● Document text:

┏━━

The economic costs of the pandemic have been high, and vaccines offer an exit strategy. In The Lancet Infectious Diseases, Frank Sandmann and colleagues model a range of future scenarios in the UK depending on vaccine efficacy, duration of protection, and use of physical distancing, and the respective health and economic impacts of these scenarios.1 This study is the first full economic evaluation of different vaccination scenarios compared with an unmitigated epidemic, with varying degrees of physical distancing. It shows that lockdowns and physical distancing reduce economic losses, which refutes the false perceived dichotomy of protecting the economy at the expense of pandemic control. The authors also show the health and economic benefits of mass vaccination of adults in the UK.
In the best-case vaccination scenario, with 95% vaccine efficacy and 3-year protection against infection, requirements for increased physical distancing (ie, reducing contacts by 90% outside of the home) are minimal. In the worst-case scenario, with 50% vaccine efficacy and 45-week protection against disease, but not infection, recurrent epidemics will occur with ongoing need for increased physical distancing.1 Although the study considers hypothetical scenarios of higher and lower vaccine efficacy, there is already wide variation in efficacy of available vaccines. Phase 3 trials show 63–95% efficacy against symptomatic infection, with the highest efficacy shown for mRNA vaccines.2, 3, 4 The ChAdOx1 nCoV-19 vaccine trial is the only one to date presenting data on prevention of asymptomatic infection, and efficacy is much lower for this endpoint.2
Economic losses are substantially less when high-efficacy vaccines are used, whereas lower-efficacy vaccines with short duration of protection will provide marginal benefits compared with no vaccination.1 The best-case vaccination scenario will result in substantial economic gains compared with no vaccination, but the worst-case scenario might not, depending on vaccine costs and the wider societal cost of ongoing lockdowns. Duration of vaccine-induced immunity is also an important factor that affects the economic value of vaccination, but vaccine-induced protection could be extended by boosters. Therefore, the most influential factor is the efficacy of the vaccines being used, and thus vaccine choices matter enormously for economic recovery. Governments should grasp the importance of procuring the highest-efficacy vaccines as the route to achieving a best-case economic scenario. In countries that rely on lower-efficacy vaccines, be it by choice or lack thereof, the long-term health and economic burden might be similar to if no vaccine were used, if a very high threshold (eg, 100 cases per 100 000 population) were used to trigger physical distancing measures.

┗━━

● Exercise aim: Retype the passage on vaccine efficacy and pandemic economics word for word, from "The economic costs" up to and including "adults in the UK.".

● Information:
┏━━

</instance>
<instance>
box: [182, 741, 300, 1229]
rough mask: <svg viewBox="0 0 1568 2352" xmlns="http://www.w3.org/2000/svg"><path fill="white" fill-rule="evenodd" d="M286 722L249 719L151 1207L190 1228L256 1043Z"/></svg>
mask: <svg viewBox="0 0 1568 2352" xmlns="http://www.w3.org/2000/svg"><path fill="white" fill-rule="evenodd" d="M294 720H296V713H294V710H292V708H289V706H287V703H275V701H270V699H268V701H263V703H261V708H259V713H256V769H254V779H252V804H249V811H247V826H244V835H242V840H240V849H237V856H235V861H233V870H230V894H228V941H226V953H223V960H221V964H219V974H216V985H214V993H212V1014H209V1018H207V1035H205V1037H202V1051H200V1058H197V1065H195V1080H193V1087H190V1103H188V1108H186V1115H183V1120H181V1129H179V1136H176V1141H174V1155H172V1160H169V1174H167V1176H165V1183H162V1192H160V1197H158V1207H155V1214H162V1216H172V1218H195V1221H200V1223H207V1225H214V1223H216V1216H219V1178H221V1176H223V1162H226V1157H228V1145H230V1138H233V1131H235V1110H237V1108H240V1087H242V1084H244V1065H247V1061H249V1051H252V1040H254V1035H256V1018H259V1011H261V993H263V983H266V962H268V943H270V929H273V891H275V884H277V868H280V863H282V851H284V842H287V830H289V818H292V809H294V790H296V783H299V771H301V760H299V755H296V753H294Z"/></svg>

┗━━

● Task result:
The economic costs of the pandemic have been high, and vaccines offer an exit strategy. In The Lancet Infectious Diseases, Frank Sandmann and colleagues model a range of future scenarios in the UK depending on vaccine efficacy, duration of protection, and use of physical distancing, and the respective health and economic impacts of these scenarios.1 This study is the first full economic evaluation of different vaccination scenarios compared with an unmitigated epidemic, with varying degrees of physical distancing. It shows that lockdowns and physical distancing reduce economic losses, which refutes the false perceived dichotomy of protecting the economy at the expense of pandemic control. The authors also show the health and economic benefits of mass vaccination of adults in the UK.